*Exercises to complete*:
1 – Answer these three questions using the post about the Wessex team working from home:
(a) How many months of working from home does this week mark for the team?
(b) Now that children are back at school in the UK, who is left to interrupt the team at work during lockdown 2.0?
(c) What does the post say seems to be the real "theme" of 2020?
2 – Summarize the post about the Wessex team working from home in two sentences.
3 – Continue the post about the Wessex team working from home from its last sentence.

*Page excerpt*:
_____
This week marks eight months of working from home for the Wessex team – not a milestone we hoped or expected to reach, but something we are settling into as our new way of life for the time being. With coronavirus case numbers in the UK down at the beginning of the summer, then on the rise again by July, the possibility of returning to the office appeared briefly on the horizon a couple of times before retreating out of reach again. The most important and most responsible thing we can do right now is to stay at home where possible, and sadly the office cake table and cringey jokes from the Directors (which somehow we are beginning to miss!) aren’t good enough excuses to claim our being together in the office as essential.
So we continue to work from home, and remember to be grateful that our work can carry on as usual. Our once-temporary desks have now become a more permanent feature of our homes, and we are getting used to our new routines. Here in the UK, children are now back to school, so thankfully it’s only our pets and partners we have to worry about interrupting us at work during lockdown 2.0! We know that many of our clients are in the same position as us, working remotely, or working in a new, COVID-secure arrangement. At Wessex, we have found communication to be key – not only among the Wessex team, but with our providers and clients, too.
In fact, we’ve noticed that communication seems to be the real “theme” of 2020. When we’ve reached out to our clients, providers, colleagues, friends and families, people have reached back out to us, and we have found everyone to really embrace any opportunity to keep each other in the loop. Indeed, many of the translation projects we have worked on this year have constituted some kind of effort to reach out, share, inform, update and re-assure each other during this pandemic. From clinical trial investigators contacting patients to inform them of how the study will continue, to charities providing safety guidelines so that their workers can continue to provide essential aid – communication this year has been crucial to enabling continuation; ensuring that life can go on, in a new COVID-secure and COVID-informed manner.
While the world’s priorities changed almost overnight, it has been fascinating as a translation company to watch the change in translation requirement trends, and to see urgent information‑sharing for the purpose of keeping each other safe become a new common priority of our clients.
_____
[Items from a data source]
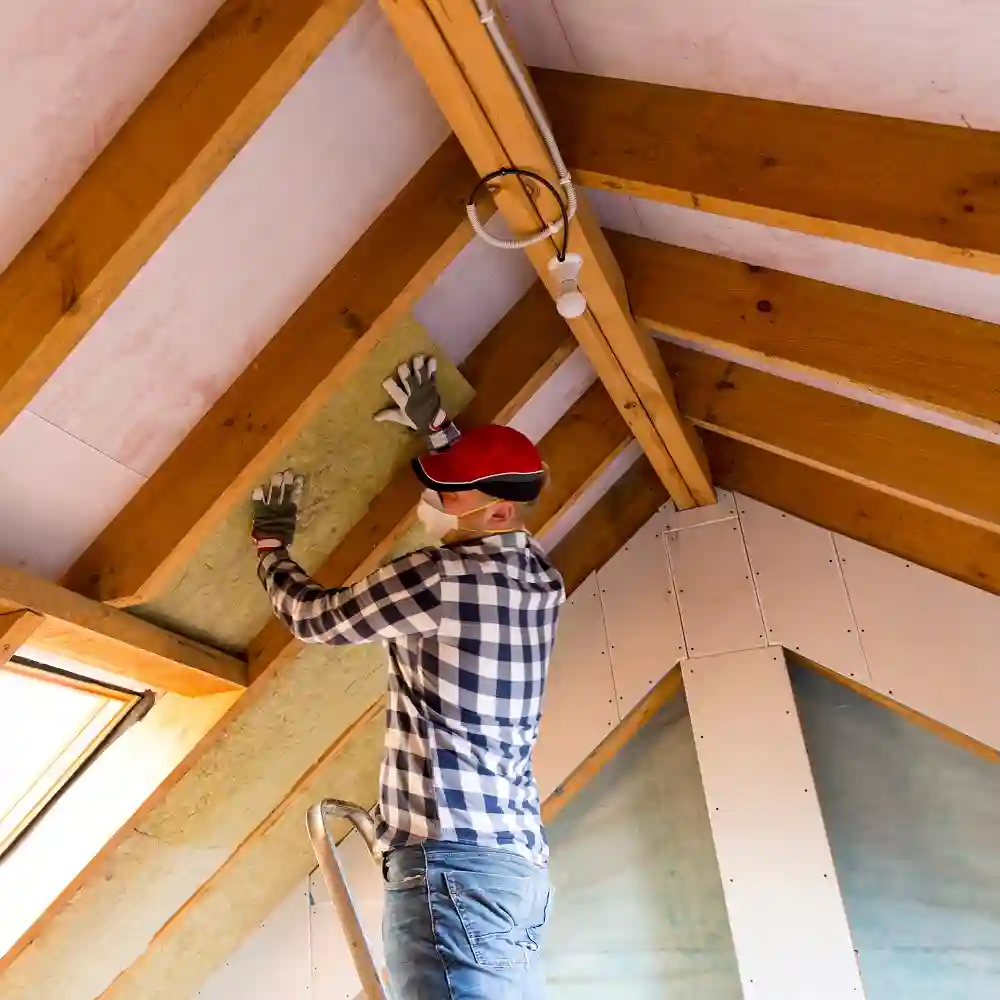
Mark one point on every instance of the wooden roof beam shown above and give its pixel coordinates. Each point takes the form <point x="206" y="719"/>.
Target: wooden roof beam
<point x="460" y="64"/>
<point x="71" y="625"/>
<point x="917" y="355"/>
<point x="510" y="364"/>
<point x="318" y="348"/>
<point x="924" y="190"/>
<point x="958" y="549"/>
<point x="516" y="357"/>
<point x="179" y="140"/>
<point x="923" y="464"/>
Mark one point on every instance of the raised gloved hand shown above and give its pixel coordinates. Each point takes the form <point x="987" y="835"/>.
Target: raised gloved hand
<point x="418" y="404"/>
<point x="275" y="511"/>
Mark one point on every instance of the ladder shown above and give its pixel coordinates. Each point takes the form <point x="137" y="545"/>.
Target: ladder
<point x="336" y="883"/>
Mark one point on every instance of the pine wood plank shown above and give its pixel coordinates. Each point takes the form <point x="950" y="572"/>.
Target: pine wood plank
<point x="924" y="190"/>
<point x="319" y="348"/>
<point x="182" y="136"/>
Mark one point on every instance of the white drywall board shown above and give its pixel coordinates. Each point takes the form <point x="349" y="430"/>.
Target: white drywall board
<point x="56" y="495"/>
<point x="785" y="909"/>
<point x="539" y="36"/>
<point x="559" y="392"/>
<point x="801" y="588"/>
<point x="725" y="507"/>
<point x="273" y="962"/>
<point x="332" y="972"/>
<point x="643" y="624"/>
<point x="72" y="74"/>
<point x="580" y="706"/>
<point x="614" y="210"/>
<point x="932" y="643"/>
<point x="942" y="54"/>
<point x="570" y="517"/>
<point x="288" y="207"/>
<point x="719" y="609"/>
<point x="959" y="290"/>
<point x="472" y="294"/>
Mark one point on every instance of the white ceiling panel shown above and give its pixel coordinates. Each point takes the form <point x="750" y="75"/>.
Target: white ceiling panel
<point x="472" y="294"/>
<point x="932" y="60"/>
<point x="334" y="154"/>
<point x="72" y="73"/>
<point x="56" y="494"/>
<point x="938" y="286"/>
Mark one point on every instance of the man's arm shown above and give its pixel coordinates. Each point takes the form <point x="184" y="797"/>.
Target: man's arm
<point x="402" y="598"/>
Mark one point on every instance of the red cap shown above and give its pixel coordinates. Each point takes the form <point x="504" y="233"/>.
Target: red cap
<point x="499" y="461"/>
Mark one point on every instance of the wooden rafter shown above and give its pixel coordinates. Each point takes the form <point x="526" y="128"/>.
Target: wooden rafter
<point x="967" y="552"/>
<point x="610" y="523"/>
<point x="149" y="176"/>
<point x="920" y="355"/>
<point x="514" y="359"/>
<point x="621" y="512"/>
<point x="230" y="448"/>
<point x="927" y="465"/>
<point x="71" y="625"/>
<point x="454" y="54"/>
<point x="925" y="190"/>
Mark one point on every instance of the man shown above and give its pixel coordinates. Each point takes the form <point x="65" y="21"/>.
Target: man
<point x="469" y="627"/>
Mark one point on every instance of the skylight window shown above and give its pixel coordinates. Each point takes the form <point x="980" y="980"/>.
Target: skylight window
<point x="52" y="723"/>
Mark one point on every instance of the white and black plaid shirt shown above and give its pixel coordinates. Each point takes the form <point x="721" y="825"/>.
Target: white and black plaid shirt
<point x="469" y="629"/>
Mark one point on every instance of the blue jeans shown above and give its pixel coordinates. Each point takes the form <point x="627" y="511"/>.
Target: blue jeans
<point x="463" y="923"/>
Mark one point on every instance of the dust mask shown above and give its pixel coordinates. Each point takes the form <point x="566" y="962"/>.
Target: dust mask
<point x="437" y="520"/>
<point x="433" y="517"/>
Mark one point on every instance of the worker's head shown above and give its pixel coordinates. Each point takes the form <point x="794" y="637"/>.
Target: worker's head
<point x="483" y="484"/>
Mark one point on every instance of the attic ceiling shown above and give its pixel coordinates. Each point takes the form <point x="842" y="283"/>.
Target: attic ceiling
<point x="334" y="237"/>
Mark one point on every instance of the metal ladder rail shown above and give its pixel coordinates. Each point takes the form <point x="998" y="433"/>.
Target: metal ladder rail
<point x="336" y="883"/>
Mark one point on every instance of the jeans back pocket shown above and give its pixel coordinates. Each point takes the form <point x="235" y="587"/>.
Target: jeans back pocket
<point x="496" y="912"/>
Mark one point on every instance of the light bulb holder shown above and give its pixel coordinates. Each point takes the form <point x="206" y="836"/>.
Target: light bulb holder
<point x="570" y="302"/>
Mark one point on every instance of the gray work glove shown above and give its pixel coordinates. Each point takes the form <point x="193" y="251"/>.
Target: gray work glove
<point x="418" y="404"/>
<point x="275" y="511"/>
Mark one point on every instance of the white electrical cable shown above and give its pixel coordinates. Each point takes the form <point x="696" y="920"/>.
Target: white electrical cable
<point x="488" y="17"/>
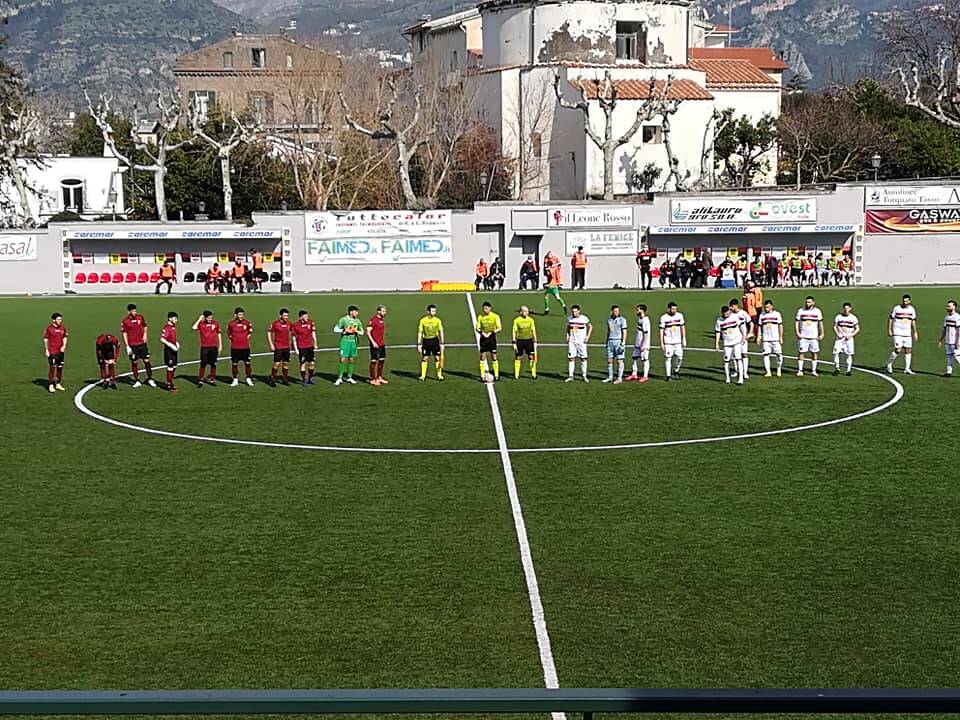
_____
*Answers in order*:
1 –
(a) Eight months.
(b) Their pets and partners.
(c) Communication.

2 – The Wessex team has been working from home for eight months, staying home because that is the most responsible thing to do. The team has found communication to be key with colleagues, providers and clients, and many of its translation projects this year have been efforts to share urgent information that keeps people safe.

3 –
We have helped our clients in the transport industry to produce business continuity plans, publish operational changes and provide safety information for travellers and crew, to ensure that those who still have to travel between countries can read the local guidelines in a language they understand. We have helped companies and governmental institutions to translate research data to be shared between countries, and we have helped manufacturers bring safety products to the international market. We have translated working-from-home guidance for employees, as well as safety guidelines for those workplaces remaining open. Providing these important guidelines in their employees’ first language is the only way our clients can be confident that they are equally understood by all.
30th September saw International Translation Day 2020, and the very fitting theme this year was “Finding the words for a world in crisis”.
As described by the International Federation of Translators, this theme was chosen to reflect “the importance of our work to ensuring clear information reaches everyone and overcoming language barriers”.
This highlights the role of translation professionals in facilitating interlingual and cross-border communication, and its significance in the context of this year. By making information-sharing across borders possible, translators have brought the world together to battle against this pandemic collectively.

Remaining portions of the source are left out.